[AusNOG] Consensus from the IETF 88 Technical Plenary - Internet hardening

David Miller dmiller at tiggee.com
Fri Nov 8 17:56:17 EST 2013



On 11/7/2013 11:55 PM, Dobbins, Roland wrote:
> 
> On Nov 8, 2013, at 11:06 AM, David Miller <dmiller at tiggee.com> wrote:
> 
>> Perhaps, given the current state of DDoS mitigation hardware.  Build better boxes.
> 
> It has nothing to do with building better boxes.  How precisely does one use flow-telemetry to detect, say, a SYN-flood inside an encrypted tunnel?  

A SYN-flood inside an encrypted tunnel?  You can't use flow-telemety to
detect that from a node that does not participate in the encryption.

You also can't listen in on a VoIP call with a butt set and alligator clips.

If your argument is "Everything must be in the clear or we can't stop
the bad guys.", then you probably won't find a lot of support for that
position.

> And flow telemetry is the only way to do that sort of thing at any kind of scale.

The only way right now.  Arbor has a lot of smart folks.  I have faith
in you to find a solution. :-)

> And adding more boxes with more copies of keys and certs is in and of itself a vast expansion of the attack surface (most cryptosystems are actually broken via implementation miscues and side-channel attacks).

A solvable issue - see any organization with a large base of
infrastructure (that doesn't fall over regularly - I'm not saying that
everyone has solved it, just that it can be solved).

>> I don't buy that.
> 
> Whether you 'buy' it or not, it's already happening.

Clearly they were getting some data from the endpoints, and clearly they
weren't getting everything they wanted from the endpoints.  Thus they
were/are groping inter-DC traffic from some organizations that we know
were providing data (of some sort) from their endpoints.

Your stated that encryption is "useless - the spooks and spies (not to
mention the ODCs) simply bypass it all and get everything en clair from
the endpoints themselves" and I disagree.

'data from endpoints' and 'snooping fiber' are *both* "already
happening".  If your contention that they can get all they want from the
endpoints were true, then they wouldn't have needed to snoop fiber (not
snooping fiber would have been even cheaper and easier).

I will also point out that we now know that the NSA (and likely other
agencies of the same ilk) deliberately weakened some crypto.  If crypto
were useless, then why weaken it?

>>  If they could have simply bypassed it all and gotten everything from the endpoints, then why were/are they groping inter-DC traffic and longhaul fiber?

Task requirements -
1. According to the AusNOG post, what do we now know the NSA did to some crypto?
2. List every organization named in the AusNOG post.
3. Extend the AusNOG post, starting after its final line.
The records that follow come from a different source than the AusNOG post.

Record excerpts -
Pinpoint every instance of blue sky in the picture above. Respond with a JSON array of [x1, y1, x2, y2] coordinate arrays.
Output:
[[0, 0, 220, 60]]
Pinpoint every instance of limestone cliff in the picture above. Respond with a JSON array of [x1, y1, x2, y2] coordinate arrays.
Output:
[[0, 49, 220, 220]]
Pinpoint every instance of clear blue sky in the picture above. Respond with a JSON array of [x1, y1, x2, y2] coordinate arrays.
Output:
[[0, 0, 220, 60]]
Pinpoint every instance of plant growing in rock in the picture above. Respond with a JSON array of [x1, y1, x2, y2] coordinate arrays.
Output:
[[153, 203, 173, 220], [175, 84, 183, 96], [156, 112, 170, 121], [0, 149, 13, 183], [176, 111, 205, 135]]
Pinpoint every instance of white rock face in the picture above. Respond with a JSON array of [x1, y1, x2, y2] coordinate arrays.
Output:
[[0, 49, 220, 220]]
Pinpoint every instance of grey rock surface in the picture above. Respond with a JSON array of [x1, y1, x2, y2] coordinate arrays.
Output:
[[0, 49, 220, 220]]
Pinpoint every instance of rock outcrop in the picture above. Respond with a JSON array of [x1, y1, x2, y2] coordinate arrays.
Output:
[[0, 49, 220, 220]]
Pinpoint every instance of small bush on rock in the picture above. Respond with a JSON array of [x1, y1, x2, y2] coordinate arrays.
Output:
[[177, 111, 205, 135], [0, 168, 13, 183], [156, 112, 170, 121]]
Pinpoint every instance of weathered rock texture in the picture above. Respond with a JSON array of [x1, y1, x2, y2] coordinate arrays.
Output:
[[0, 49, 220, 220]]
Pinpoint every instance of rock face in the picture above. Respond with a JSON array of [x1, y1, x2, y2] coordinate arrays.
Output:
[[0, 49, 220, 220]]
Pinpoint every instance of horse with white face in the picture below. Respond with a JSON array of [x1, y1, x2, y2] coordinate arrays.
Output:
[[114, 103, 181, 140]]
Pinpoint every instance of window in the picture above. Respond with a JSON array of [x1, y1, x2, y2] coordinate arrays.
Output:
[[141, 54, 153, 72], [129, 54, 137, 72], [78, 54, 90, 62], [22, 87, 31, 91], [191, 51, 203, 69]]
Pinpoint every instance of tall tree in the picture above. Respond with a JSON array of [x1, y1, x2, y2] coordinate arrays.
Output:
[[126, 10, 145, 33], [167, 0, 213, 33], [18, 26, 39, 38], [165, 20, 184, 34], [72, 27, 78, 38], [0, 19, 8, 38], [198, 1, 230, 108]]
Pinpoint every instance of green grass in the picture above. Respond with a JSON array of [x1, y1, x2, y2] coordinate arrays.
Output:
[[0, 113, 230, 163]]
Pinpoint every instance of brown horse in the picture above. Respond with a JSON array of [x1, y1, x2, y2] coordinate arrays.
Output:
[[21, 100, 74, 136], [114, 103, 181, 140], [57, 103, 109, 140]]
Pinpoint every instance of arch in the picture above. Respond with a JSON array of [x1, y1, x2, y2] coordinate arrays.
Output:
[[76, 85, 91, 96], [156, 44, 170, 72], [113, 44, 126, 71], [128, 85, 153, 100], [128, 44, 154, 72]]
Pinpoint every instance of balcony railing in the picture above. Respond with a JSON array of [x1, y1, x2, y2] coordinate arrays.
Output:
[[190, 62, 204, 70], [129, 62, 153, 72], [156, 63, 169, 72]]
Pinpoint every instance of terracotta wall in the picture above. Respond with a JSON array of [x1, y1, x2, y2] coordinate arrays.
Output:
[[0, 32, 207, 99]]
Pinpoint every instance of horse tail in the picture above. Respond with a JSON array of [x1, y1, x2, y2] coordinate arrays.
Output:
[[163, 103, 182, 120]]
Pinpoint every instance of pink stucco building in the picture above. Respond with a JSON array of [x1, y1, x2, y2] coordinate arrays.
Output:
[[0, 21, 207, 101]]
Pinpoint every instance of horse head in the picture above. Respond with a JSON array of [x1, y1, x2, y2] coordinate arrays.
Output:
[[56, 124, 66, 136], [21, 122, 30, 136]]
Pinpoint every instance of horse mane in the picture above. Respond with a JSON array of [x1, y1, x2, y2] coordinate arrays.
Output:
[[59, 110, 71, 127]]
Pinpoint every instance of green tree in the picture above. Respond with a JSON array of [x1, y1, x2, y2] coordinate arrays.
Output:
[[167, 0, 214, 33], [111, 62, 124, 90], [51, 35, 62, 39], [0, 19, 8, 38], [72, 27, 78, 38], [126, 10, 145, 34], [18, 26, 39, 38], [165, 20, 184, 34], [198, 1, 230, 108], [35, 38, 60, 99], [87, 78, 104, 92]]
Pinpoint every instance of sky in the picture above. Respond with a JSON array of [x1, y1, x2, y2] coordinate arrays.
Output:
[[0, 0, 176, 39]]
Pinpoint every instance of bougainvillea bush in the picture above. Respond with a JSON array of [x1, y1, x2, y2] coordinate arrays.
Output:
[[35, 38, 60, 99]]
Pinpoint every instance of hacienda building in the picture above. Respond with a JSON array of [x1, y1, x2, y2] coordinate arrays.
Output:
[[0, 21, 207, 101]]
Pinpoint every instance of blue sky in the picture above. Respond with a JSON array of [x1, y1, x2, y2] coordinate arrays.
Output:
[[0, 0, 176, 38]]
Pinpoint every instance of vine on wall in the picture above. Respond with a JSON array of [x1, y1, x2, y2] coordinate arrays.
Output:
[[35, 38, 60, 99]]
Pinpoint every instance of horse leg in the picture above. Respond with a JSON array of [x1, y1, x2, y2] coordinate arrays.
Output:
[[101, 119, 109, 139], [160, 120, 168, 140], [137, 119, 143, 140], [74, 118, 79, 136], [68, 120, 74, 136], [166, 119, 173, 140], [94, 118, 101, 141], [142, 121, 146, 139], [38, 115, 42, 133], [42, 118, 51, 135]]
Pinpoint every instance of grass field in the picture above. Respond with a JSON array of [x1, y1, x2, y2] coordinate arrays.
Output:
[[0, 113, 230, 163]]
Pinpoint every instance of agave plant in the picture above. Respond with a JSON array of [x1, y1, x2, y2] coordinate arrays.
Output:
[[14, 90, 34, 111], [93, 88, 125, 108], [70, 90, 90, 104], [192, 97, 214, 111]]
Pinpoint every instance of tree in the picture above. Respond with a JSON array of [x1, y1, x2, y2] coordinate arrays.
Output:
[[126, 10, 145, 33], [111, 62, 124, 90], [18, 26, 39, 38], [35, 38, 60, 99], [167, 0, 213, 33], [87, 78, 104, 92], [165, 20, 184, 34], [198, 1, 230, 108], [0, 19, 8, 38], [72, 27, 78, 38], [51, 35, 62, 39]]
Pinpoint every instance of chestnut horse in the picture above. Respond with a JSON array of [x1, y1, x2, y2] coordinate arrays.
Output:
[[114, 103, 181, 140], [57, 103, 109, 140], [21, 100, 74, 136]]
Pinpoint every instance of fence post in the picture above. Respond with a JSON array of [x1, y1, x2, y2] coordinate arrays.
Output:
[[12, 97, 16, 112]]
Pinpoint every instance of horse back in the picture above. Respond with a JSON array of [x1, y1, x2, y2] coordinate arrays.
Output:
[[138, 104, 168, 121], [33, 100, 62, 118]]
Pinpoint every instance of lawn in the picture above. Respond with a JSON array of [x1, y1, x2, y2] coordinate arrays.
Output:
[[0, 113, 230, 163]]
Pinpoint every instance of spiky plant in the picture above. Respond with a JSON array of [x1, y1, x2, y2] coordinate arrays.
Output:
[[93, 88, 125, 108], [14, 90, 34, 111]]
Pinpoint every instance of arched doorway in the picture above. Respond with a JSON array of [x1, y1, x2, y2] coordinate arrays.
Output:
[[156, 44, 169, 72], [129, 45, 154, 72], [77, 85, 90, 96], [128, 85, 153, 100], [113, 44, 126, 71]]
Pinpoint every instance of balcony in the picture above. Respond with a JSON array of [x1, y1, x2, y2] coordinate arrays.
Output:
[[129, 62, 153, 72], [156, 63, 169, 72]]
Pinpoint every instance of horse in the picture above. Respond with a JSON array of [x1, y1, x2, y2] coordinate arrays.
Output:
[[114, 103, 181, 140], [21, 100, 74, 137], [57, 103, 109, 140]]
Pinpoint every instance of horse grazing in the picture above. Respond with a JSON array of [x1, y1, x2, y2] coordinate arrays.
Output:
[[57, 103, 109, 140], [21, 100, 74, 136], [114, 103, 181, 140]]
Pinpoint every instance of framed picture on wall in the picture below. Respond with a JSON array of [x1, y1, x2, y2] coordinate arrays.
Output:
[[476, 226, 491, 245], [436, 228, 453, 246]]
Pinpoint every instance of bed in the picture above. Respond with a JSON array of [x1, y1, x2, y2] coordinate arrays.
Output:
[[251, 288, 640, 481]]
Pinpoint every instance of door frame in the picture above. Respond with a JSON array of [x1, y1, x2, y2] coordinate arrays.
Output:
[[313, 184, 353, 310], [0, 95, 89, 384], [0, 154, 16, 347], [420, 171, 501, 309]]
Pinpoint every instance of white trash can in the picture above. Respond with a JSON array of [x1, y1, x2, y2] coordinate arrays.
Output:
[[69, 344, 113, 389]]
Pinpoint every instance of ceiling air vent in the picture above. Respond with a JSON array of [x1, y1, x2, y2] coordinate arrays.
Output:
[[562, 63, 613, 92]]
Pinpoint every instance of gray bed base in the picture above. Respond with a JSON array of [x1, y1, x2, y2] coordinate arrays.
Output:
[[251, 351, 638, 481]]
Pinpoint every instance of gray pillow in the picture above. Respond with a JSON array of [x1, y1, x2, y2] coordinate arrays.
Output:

Results -
1. It deliberately weakened some crypto.

2. AusNOG, IETF, Arbor, NSA

3.
> 
> Because it's cheaper and easier to do mass surveillance via the network links, obviously.

Obviously, I am all for more expensive and harder.

> But, since we're talking about governments, they've nearly in
> 
>> Now that the curtains has been pulled back, I expect to see a large amount of pushback from individuals and from those organizations that manage
>> said "endpoints".
> 
> It won't matter, unless the issues are resolved at the political level.

There is, without a doubt, a political component to a "resolution"
(given some definition of "resolution").  However, I think that most
people in the world are now well beyond "trusting" that there would not
be future abuses, regardless of any political wrangling that may occur.

Political solutions have a limited area of influence.  Even if the US
passed new laws to restrict monitoring; that wouldn't affect data
collection abuses anywhere else (Great Britain, Germany, France, China,
Russia, North Korea, Syria, Iran, etc., etc.).  Despite Chancellor
Merkel's faux righteous indignation, BND is monitoring fiber and IXes
just like the NSA (reportedly under a letter that she herself signed).

Suppose that all nations of the world agreed not to collect data without
probable cause and judicial oversight, would anyone "trust" that?
Pretty much all the nations of the world agreed a long time ago that
torture should not happen and yet we had extraordinary rendition.

>> What?  Nobody who sells products or services on the internet would want to do away with HTTPS.
> 
> Strawman.  I never proposed doing away with HTTP/S for things like credit card numbers, personal information, VPNs, and whatnot.

No.  You just seem to be proposing that any other data that I might pass
over the internet is not important and does not need to be protected in
any manner -and- that protocols not be expanded to even give me the
option of protecting data that I might want to keep private in flight.

>>  Encryption is already available in a large number of services without yet degrading the overall security posture of
>> the internet.
> 
> The vast majority of Internet traffic is unencrypted.

Quite true, now.  The IETF consensus is, unless I missed the point, that
encryption needs to be worked into existing protocols and
required/strongly suggested in any new protocols.  This would lead, if I
am understanding the direction of this, to less unencrypted traffic.

I imagine this will end up more like STARTTLS in SMTP and less like
encrypted tunnels with amorphous endpoints everywhere that could contain
SYN-floods.  But, we will see how it develops.

>> There have been throughout history, many many technical solutions to social ills.
> 
> I suspect we have differing definitions of 'social ills'.

Perhaps you could provide your definition of 'social ills', so we can
both use the same definition.

-DMM

> -----------------------------------------------------------------------
> Roland Dobbins <rdobbins at arbor.net> // <http://www.arbornetworks.com>
> 
> 	  Luck is the residue of opportunity and design.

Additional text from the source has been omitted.